SHORT TASK
Repeat the lines of the listing below verbatim, everything from the line containing "Tag one point on every instance of the glass" down to the line containing "(1179, 568)", with both of those lines included.

DATA RECORDS
-----
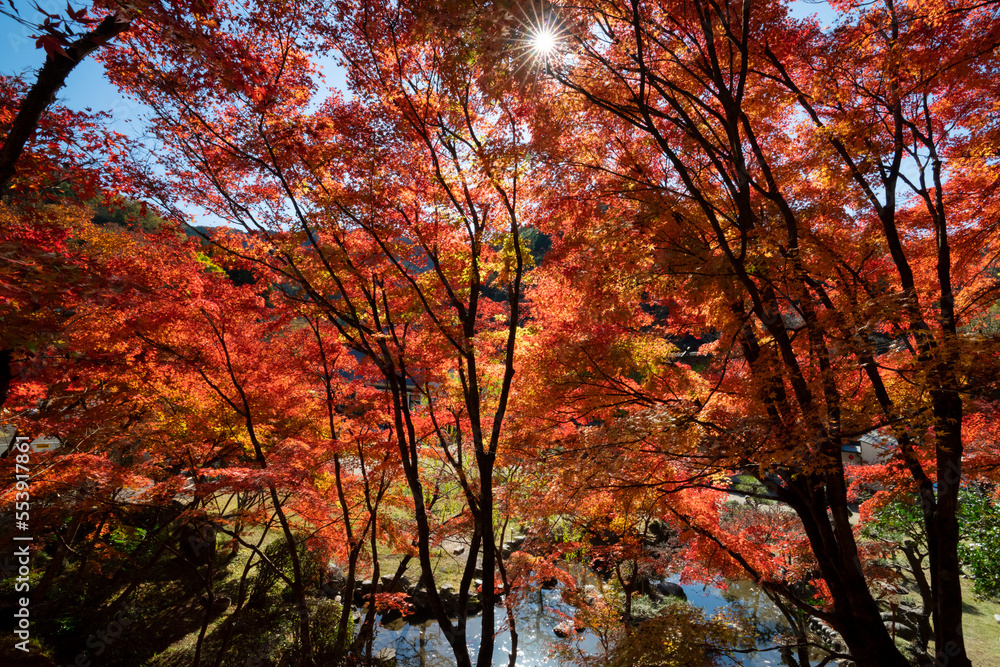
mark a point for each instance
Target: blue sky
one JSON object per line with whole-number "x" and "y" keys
{"x": 88, "y": 88}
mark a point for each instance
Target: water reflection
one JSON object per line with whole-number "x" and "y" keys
{"x": 425, "y": 646}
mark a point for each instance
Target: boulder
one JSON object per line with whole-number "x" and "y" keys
{"x": 197, "y": 542}
{"x": 385, "y": 658}
{"x": 669, "y": 589}
{"x": 904, "y": 632}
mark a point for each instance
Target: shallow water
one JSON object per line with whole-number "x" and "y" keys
{"x": 425, "y": 645}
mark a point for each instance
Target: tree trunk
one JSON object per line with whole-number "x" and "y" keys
{"x": 51, "y": 78}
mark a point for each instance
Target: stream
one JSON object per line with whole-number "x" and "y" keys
{"x": 425, "y": 645}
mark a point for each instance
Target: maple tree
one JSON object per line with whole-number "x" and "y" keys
{"x": 796, "y": 193}
{"x": 769, "y": 240}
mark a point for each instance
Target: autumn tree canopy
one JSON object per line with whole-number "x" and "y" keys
{"x": 770, "y": 239}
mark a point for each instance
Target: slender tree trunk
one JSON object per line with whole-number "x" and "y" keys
{"x": 51, "y": 78}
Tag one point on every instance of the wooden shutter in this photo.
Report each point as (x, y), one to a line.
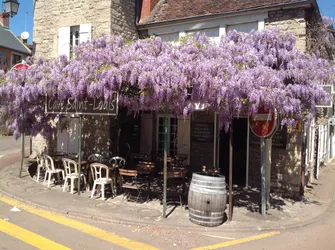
(64, 41)
(184, 142)
(73, 132)
(85, 32)
(146, 134)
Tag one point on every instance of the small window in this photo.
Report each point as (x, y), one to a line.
(74, 39)
(243, 27)
(212, 33)
(16, 59)
(169, 37)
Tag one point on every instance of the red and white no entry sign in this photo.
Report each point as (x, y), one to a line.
(20, 66)
(264, 122)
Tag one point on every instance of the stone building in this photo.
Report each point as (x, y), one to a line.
(12, 51)
(59, 25)
(174, 19)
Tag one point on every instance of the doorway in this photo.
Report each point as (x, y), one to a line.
(240, 128)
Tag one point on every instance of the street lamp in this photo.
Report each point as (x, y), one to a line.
(11, 8)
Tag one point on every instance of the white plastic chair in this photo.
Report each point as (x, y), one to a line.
(40, 166)
(119, 161)
(100, 179)
(50, 169)
(71, 171)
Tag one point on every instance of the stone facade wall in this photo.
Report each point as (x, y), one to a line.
(290, 20)
(286, 162)
(123, 19)
(111, 17)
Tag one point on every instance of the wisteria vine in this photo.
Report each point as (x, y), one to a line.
(235, 77)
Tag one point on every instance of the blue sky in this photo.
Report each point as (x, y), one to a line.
(17, 23)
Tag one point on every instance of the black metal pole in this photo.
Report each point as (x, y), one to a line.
(263, 192)
(230, 216)
(165, 160)
(79, 150)
(22, 143)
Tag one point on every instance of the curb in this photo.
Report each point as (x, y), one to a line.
(99, 219)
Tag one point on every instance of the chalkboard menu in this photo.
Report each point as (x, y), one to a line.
(202, 132)
(88, 106)
(279, 138)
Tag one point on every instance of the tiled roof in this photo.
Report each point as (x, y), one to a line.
(10, 41)
(175, 9)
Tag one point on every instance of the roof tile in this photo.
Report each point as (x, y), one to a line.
(176, 9)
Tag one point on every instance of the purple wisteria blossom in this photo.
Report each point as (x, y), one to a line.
(235, 77)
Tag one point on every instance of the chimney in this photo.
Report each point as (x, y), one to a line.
(4, 19)
(147, 7)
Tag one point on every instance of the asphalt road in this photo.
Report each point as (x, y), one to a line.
(32, 228)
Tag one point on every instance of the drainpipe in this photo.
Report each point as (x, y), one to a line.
(138, 6)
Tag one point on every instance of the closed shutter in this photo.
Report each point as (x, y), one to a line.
(64, 41)
(73, 132)
(146, 134)
(62, 141)
(184, 130)
(85, 31)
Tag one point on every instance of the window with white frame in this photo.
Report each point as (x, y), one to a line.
(212, 33)
(172, 135)
(74, 38)
(16, 58)
(71, 36)
(242, 27)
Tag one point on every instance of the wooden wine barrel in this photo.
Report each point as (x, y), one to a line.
(207, 199)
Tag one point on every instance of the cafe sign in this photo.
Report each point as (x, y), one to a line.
(88, 106)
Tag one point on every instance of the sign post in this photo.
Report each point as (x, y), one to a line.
(263, 124)
(23, 66)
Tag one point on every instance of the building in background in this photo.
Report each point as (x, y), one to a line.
(174, 19)
(12, 49)
(61, 25)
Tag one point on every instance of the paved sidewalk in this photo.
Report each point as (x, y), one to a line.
(284, 213)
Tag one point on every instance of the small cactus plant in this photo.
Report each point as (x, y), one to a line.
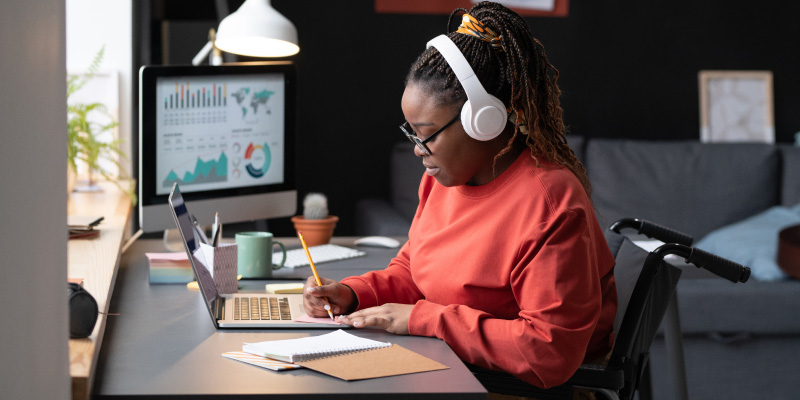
(315, 206)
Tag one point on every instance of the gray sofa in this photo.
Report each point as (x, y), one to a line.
(740, 341)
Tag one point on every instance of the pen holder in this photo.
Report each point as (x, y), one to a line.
(221, 263)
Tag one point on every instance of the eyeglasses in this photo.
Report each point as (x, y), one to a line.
(412, 136)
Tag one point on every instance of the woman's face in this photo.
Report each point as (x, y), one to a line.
(456, 159)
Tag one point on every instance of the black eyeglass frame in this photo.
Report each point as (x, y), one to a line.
(412, 136)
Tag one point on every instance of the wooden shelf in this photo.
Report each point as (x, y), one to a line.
(95, 260)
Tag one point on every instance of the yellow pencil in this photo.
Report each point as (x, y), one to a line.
(314, 270)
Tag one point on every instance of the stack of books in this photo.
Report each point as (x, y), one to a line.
(169, 268)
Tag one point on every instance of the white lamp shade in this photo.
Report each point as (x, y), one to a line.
(257, 30)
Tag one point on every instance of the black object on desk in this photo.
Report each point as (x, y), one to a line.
(161, 345)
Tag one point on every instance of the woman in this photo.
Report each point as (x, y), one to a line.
(505, 260)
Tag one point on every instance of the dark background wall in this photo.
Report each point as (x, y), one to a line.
(628, 70)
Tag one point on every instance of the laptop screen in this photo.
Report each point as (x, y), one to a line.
(183, 220)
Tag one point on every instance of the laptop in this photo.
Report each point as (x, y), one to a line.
(237, 310)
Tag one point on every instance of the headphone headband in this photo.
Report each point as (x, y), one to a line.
(483, 115)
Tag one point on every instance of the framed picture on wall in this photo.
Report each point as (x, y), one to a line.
(736, 106)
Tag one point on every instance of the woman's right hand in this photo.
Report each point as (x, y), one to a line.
(341, 297)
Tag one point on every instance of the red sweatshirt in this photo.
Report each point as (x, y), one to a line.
(515, 275)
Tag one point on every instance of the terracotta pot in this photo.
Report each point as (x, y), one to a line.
(315, 231)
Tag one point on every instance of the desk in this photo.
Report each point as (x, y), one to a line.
(163, 344)
(95, 260)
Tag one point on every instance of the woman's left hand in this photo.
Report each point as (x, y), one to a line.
(392, 317)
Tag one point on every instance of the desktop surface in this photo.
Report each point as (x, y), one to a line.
(163, 344)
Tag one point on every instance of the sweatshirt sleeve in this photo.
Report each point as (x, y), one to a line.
(391, 285)
(557, 285)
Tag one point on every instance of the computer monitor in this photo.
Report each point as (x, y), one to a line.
(225, 133)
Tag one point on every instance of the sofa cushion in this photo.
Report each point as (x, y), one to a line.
(790, 182)
(717, 305)
(754, 241)
(686, 185)
(576, 143)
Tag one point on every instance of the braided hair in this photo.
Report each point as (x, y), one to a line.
(520, 76)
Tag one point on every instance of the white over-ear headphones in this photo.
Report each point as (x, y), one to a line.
(483, 115)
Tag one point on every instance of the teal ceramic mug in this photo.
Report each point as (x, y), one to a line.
(254, 254)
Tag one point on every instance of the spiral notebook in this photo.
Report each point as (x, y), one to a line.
(345, 356)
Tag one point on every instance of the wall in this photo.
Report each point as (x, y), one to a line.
(628, 70)
(33, 240)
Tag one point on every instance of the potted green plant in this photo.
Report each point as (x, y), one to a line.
(83, 132)
(315, 223)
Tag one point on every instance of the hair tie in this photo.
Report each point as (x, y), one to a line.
(472, 27)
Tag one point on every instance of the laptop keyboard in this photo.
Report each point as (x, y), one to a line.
(261, 308)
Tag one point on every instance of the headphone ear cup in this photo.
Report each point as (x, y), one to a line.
(466, 120)
(486, 123)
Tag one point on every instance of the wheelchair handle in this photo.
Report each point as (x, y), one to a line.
(719, 266)
(653, 230)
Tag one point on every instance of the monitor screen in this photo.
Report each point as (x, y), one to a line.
(225, 134)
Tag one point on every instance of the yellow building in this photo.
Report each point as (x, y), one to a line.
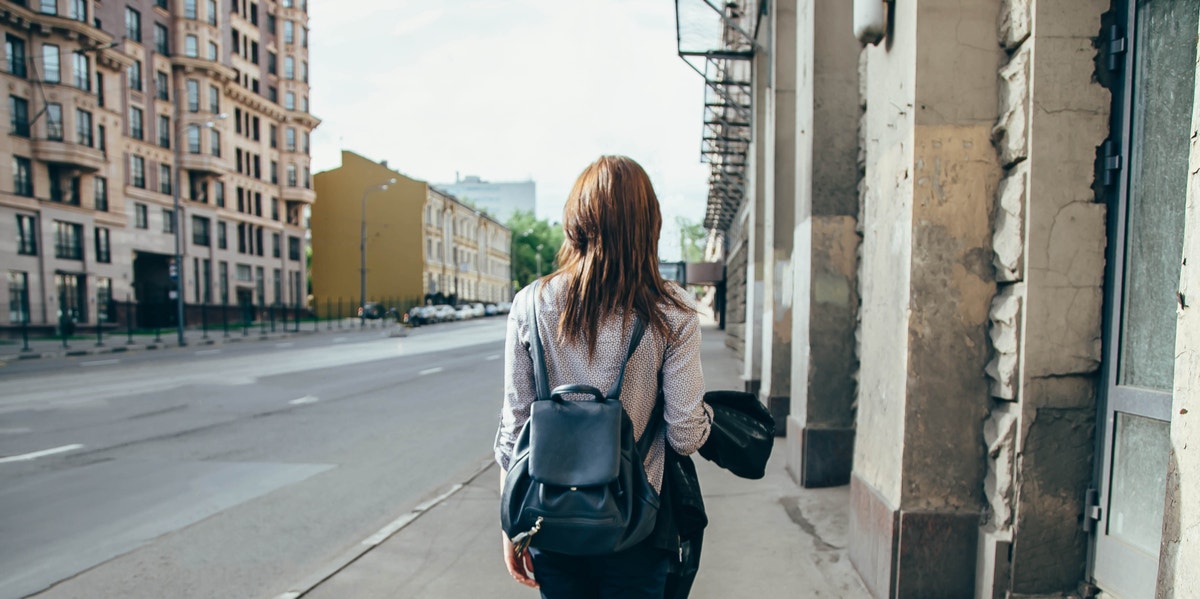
(367, 214)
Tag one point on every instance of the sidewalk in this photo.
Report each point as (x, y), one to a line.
(766, 538)
(119, 341)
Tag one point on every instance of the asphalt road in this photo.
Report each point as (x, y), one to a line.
(233, 472)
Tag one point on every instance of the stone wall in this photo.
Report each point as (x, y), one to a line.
(1049, 245)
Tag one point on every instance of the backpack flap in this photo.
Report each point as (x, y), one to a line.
(575, 443)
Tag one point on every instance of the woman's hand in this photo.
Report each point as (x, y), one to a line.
(520, 567)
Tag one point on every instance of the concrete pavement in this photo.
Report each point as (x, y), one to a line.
(766, 538)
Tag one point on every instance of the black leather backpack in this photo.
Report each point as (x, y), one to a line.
(576, 484)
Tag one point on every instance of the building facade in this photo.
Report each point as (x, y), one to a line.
(118, 109)
(381, 234)
(960, 245)
(499, 199)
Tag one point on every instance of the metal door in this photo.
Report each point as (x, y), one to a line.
(1152, 121)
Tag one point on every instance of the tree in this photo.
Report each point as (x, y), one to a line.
(529, 233)
(691, 239)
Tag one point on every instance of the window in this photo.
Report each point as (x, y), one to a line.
(165, 131)
(18, 297)
(22, 177)
(201, 231)
(102, 246)
(27, 234)
(83, 127)
(138, 172)
(133, 24)
(161, 85)
(136, 130)
(18, 115)
(193, 96)
(51, 72)
(67, 240)
(54, 121)
(82, 67)
(136, 76)
(193, 138)
(78, 10)
(15, 55)
(101, 191)
(161, 40)
(165, 179)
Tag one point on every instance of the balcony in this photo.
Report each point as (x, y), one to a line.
(83, 157)
(299, 195)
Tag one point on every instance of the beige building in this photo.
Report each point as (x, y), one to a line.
(401, 241)
(961, 247)
(113, 109)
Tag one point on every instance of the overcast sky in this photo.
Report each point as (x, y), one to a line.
(510, 90)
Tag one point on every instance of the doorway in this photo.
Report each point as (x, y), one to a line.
(1152, 109)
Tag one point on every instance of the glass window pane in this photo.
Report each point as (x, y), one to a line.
(1163, 94)
(1140, 450)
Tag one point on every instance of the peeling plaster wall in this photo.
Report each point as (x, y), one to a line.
(1049, 245)
(1179, 568)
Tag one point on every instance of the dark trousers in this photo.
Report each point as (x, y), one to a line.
(633, 574)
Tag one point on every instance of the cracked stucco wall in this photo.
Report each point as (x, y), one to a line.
(1049, 245)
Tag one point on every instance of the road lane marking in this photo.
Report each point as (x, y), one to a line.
(35, 455)
(100, 363)
(407, 519)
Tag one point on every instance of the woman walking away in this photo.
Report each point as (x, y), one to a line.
(591, 316)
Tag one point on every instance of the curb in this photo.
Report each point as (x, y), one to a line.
(347, 558)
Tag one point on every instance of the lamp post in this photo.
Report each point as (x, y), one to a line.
(175, 190)
(363, 251)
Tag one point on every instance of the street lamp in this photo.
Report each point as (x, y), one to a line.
(178, 210)
(363, 251)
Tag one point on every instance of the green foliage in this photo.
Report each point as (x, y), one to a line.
(691, 240)
(528, 233)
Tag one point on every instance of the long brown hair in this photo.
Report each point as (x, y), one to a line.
(610, 257)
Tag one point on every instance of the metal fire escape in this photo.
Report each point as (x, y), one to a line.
-----
RESULT OF THIS EXERCISE
Tag one point on every instance of the glass window pane in this photo.
Report each point as (x, y), one to a line.
(1163, 94)
(1140, 450)
Tag one point on every instance of the peeling plaster wall in this photo.
Report each point as (x, y), one to a line.
(1049, 245)
(1179, 568)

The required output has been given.